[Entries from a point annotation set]
☆ ☆ ☆ ☆ ☆ ☆ ☆

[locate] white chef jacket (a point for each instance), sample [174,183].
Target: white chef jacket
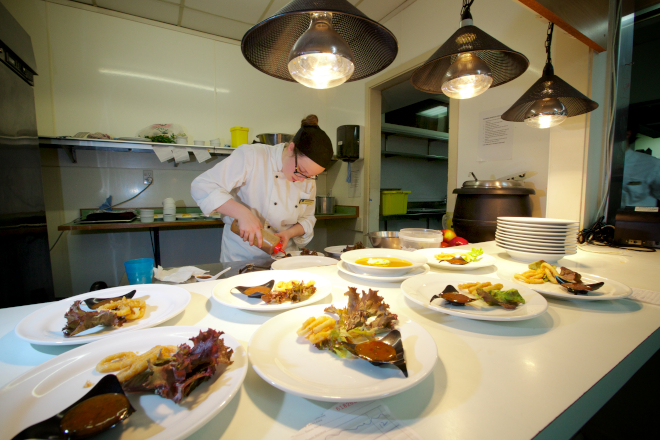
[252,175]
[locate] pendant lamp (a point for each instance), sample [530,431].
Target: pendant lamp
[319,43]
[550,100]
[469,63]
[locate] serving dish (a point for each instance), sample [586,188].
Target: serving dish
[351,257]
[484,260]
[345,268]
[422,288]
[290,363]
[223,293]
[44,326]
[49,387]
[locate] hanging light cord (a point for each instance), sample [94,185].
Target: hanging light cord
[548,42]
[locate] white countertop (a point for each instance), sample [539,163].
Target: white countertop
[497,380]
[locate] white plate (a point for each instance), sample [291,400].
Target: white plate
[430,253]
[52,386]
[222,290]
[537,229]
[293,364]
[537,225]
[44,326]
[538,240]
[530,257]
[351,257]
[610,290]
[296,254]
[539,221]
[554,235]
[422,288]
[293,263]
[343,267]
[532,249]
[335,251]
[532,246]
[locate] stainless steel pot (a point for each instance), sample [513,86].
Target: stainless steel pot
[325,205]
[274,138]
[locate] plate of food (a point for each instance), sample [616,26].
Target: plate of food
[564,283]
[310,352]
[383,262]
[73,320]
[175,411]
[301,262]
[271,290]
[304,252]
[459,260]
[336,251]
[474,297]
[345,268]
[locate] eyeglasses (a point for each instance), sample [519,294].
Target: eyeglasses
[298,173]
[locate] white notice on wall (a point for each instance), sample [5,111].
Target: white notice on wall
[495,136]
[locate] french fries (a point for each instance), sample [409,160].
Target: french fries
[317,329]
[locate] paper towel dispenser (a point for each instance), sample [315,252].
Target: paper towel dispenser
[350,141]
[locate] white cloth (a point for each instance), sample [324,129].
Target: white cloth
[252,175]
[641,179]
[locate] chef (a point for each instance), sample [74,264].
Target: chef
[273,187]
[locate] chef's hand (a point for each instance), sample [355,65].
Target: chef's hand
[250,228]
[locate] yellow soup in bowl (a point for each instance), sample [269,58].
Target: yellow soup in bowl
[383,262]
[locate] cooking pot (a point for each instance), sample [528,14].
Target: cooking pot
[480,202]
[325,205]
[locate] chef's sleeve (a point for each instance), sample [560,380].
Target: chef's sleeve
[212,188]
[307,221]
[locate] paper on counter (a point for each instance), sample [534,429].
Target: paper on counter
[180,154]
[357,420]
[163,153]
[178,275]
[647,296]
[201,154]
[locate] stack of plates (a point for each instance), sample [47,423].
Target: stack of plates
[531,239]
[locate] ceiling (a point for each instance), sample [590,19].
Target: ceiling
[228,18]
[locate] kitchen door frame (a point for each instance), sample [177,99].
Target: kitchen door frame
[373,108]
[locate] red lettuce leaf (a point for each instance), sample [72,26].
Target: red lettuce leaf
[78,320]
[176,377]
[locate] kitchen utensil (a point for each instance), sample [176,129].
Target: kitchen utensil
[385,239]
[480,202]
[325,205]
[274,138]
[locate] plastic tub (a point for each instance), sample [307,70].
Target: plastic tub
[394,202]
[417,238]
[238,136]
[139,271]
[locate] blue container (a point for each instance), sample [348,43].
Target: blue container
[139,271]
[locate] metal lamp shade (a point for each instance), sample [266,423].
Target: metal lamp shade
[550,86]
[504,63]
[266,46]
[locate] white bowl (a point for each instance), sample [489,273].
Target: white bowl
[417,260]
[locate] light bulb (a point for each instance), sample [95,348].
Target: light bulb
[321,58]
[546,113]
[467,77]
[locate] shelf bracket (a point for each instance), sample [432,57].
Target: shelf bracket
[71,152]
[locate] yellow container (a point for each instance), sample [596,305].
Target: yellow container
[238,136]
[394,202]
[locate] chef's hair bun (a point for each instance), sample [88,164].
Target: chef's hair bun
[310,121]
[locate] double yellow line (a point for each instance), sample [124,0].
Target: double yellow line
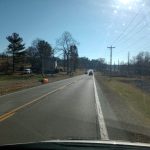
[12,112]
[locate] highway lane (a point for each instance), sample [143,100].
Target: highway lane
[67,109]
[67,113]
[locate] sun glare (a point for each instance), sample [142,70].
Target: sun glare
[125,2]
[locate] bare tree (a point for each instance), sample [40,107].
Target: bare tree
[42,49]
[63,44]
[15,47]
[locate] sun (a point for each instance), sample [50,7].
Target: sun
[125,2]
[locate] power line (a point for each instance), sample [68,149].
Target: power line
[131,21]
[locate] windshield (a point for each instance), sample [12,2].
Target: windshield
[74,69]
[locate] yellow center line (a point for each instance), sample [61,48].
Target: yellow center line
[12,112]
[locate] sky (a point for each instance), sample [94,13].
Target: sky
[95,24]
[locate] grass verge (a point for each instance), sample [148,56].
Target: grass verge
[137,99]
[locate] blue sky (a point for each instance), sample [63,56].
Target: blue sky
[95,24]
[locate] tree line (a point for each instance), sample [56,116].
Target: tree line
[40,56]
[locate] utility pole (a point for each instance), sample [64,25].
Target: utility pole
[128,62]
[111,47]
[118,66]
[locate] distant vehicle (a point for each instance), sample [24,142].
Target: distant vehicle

☆ ☆ ☆ ☆ ☆ ☆ ☆

Rewrite all the records above, swapping every "a point for each instance" for "one point per instance" and leaving everything else as it is. Omit the pictures from your answer.

[locate] white chef jacket (one point per instance), sample [174,183].
Target: white chef jacket
[252,175]
[locate] pendant lamp (one point per instance), sample [530,431].
Target: pendant lamp
[319,43]
[550,100]
[469,63]
[locate] serving dish (one point per instance), sample [586,188].
Target: serving dish
[351,257]
[484,260]
[345,268]
[422,288]
[290,363]
[223,293]
[44,326]
[49,387]
[locate] hanging light cord (one point per instance), sample [94,185].
Target: hanging light cord
[548,42]
[locate] white countertop (one point per instance), sample [539,163].
Target: white countertop
[497,380]
[locate] white plate (one point per instance), sample [291,400].
Target: white plate
[430,253]
[52,386]
[222,290]
[537,229]
[293,364]
[537,225]
[44,326]
[538,240]
[530,257]
[351,257]
[610,290]
[296,254]
[539,221]
[554,235]
[422,288]
[293,263]
[343,267]
[532,249]
[335,251]
[532,246]
[locate] stainless steel pot (one point per instance), sample [513,86].
Target: stainless steel pot
[325,205]
[274,138]
[locate] plate of food (one point per instance), sample [616,26].
Target: plate of food
[564,283]
[310,352]
[383,262]
[73,320]
[175,411]
[301,262]
[271,290]
[304,252]
[459,260]
[336,251]
[474,297]
[345,268]
[locate] eyeglasses (one point per instance), sample [519,294].
Target: eyeglasses
[298,173]
[locate] white notice on wall (one point per instance), sample [5,111].
Target: white notice on wall
[495,136]
[locate] french fries (one point per instance), sample [409,160].
Target: french fries
[317,329]
[locate] paper towel dispenser (one point per instance), sample [315,252].
Target: paper towel dispenser
[350,141]
[locate] white cloth (one point per instance), sample [324,129].
Target: white cloth
[252,175]
[641,179]
[locate] chef (one point per instance), sample [74,264].
Target: chef
[273,187]
[locate] chef's hand (one point per instance), sample [355,65].
Target: chef's hand
[250,228]
[locate] yellow soup in bowl (one point per instance), sample [269,58].
Target: yellow soup in bowl
[383,262]
[locate] cooking pot (one point per instance), sample [528,14].
Target: cooking pot
[480,202]
[325,205]
[locate] chef's sleeve (one point per instance), sample [560,380].
Target: chef's sleeve
[212,188]
[307,221]
[locate] paper on counter (one point per instance), sample [534,429].
Target: paper on counter
[180,154]
[357,420]
[163,153]
[178,275]
[647,296]
[201,154]
[locate] stack of plates (one point per instance), sample [47,423].
Target: stack of plates
[531,239]
[locate] ceiling (one point per instance), sample [590,19].
Target: ceiling
[228,18]
[locate] kitchen door frame (one point per instance), sample [177,99].
Target: kitchen door frame
[373,108]
[locate] red lettuce leaf (one point per instance), sample [72,26].
Target: red lettuce leaf
[78,320]
[176,377]
[locate] kitchen utensil (one point per instance), sample [176,129].
Target: kitchen utensil
[385,239]
[480,202]
[325,205]
[274,138]
[locate] plastic tub (one point per instance), sample [307,70].
Target: plastic tub
[394,202]
[417,238]
[238,136]
[139,271]
[locate] blue container (one point per instance), sample [348,43].
Target: blue container
[139,271]
[locate] metal lamp shade (one point per instance), sample [266,423].
Target: metal lamp shade
[550,86]
[504,63]
[266,46]
[locate] white bowl (one point per instance), sample [489,273].
Target: white bowl
[417,260]
[locate] light bulb (one point per instance), sample [95,348].
Target: light bulb
[321,58]
[546,113]
[467,77]
[locate] shelf bracket (one point per instance), sample [432,57].
Target: shelf bracket
[71,152]
[locate] yellow container (one point per instance), sample [596,305].
Target: yellow container
[238,136]
[394,202]
[locate] chef's hair bun (one point per instance), sample [88,164].
Target: chef's hair bun
[310,121]
[locate] double yellow line (one point per instance), sample [124,0].
Target: double yellow line
[12,112]
[locate] highway lane (one point per instance), sample [143,100].
Target: highway lane
[67,109]
[67,113]
[locate] sun glare (one point per instance), sample [142,70].
Target: sun glare
[125,2]
[locate] bare tree (one point per instance), sample [40,107].
Target: bare tree
[42,49]
[63,44]
[15,47]
[locate] sun (one point per instance), sample [50,7].
Target: sun
[125,2]
[locate] power line (one point per instance), sample [68,149].
Target: power line
[131,21]
[locate] windshield (one point per instance), sample [12,2].
Target: windshield
[74,69]
[locate] yellow center line (one point per instance), sample [61,48].
Target: yellow center line
[12,112]
[locate] sky (one point per instance), sample [94,13].
Target: sky
[95,24]
[locate] grass verge (one point per instance), sample [148,56].
Target: grass verge
[137,99]
[locate] blue sky (one point per instance), sample [63,56].
Target: blue sky
[95,24]
[locate] tree line (one point per instance), sample [56,116].
Target: tree line
[40,56]
[locate] utility pole (one point per instance), sample [64,25].
Target: utility pole
[128,62]
[111,47]
[118,66]
[locate] distant vehicle (one point per instance), sample [24,142].
Target: distant vehicle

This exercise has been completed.